McCallister said the suit was filed to make sure the park and the county "keep the promises made to the public and the subscribers by building the monument with the original name and design - which will honor the Hillsborough veterans and be a credit to a world-class park - and keep faith with the volunteers who stepped up and did the work. "If it takes an objective judge to see this and order it to be done," he said, " so be it."

Phil Walters, also a member of the dissolved subcommittee also is a plaintiff.

"We feel politics has entered into this solemn effort to accurately and honestly memorialize these American veterans," he said. "This subcommittee was very diverse and knowledgeable and had worked diligently on this project, donating hundreds of hours of time, all to be abruptly 'dumped' without any plausible explanation. Very sad and not good for community relations."

Work on a War Between the States design began in 2009 and in 2013, the design was approved by the general committee of the Veterans Memorial Park and Museum Committee.

- Material provided:
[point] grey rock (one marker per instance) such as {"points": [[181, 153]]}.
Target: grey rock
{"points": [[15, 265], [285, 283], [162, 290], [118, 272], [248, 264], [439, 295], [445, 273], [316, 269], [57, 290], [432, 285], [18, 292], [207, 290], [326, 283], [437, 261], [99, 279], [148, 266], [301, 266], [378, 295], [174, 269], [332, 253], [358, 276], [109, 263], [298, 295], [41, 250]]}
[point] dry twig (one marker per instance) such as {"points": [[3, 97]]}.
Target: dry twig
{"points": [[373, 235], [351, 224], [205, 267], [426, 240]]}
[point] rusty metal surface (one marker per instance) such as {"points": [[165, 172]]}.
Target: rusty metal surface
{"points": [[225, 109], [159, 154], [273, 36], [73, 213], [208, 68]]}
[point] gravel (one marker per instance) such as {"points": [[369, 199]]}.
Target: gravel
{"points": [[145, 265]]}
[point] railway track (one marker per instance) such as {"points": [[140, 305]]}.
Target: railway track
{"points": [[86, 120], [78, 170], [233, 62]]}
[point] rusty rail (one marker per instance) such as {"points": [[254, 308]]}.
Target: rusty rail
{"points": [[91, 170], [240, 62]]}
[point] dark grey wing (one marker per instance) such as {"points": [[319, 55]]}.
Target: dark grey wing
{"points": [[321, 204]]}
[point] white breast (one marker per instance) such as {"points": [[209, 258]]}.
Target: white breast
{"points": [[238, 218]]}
* * *
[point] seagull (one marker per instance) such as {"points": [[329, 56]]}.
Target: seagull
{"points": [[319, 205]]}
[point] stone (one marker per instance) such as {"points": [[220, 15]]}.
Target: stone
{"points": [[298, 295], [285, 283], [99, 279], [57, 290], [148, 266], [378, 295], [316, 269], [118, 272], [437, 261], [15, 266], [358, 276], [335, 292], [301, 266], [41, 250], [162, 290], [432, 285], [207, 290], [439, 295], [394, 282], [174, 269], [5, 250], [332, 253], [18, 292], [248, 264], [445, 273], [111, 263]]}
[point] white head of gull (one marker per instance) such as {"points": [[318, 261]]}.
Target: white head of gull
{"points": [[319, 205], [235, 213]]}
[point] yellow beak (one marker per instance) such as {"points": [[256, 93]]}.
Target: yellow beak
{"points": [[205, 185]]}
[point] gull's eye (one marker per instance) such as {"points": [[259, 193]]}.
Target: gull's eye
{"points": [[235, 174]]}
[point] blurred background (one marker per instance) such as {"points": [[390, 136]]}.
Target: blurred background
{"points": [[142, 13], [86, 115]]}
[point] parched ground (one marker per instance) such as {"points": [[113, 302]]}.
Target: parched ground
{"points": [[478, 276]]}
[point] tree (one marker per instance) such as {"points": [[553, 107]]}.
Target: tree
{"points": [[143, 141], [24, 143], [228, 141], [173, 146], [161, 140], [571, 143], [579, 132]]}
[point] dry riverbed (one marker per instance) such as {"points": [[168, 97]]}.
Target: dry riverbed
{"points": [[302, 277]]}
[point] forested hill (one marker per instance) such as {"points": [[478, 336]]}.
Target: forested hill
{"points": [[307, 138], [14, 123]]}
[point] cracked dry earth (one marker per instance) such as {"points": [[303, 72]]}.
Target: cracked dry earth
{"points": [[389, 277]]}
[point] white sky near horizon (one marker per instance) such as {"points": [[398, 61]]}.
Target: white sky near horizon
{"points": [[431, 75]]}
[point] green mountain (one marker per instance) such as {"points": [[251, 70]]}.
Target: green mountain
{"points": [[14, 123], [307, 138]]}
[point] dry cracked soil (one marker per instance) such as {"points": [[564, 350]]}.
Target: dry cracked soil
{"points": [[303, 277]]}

- The task:
Update the monument lawsuit text by rewriting everything from "McCallister said the" down to "is a plaintiff.", with "subcommittee" replaced by "panel".

- Full output:
McCallister said the suit was filed to make sure the park and the county "keep the promises made to the public and the subscribers by building the monument with the original name and design - which will honor the Hillsborough veterans and be a credit to a world-class park - and keep faith with the volunteers who stepped up and did the work. "If it takes an objective judge to see this and order it to be done," he said, " so be it."

Phil Walters, also a member of the dissolved panel also is a plaintiff.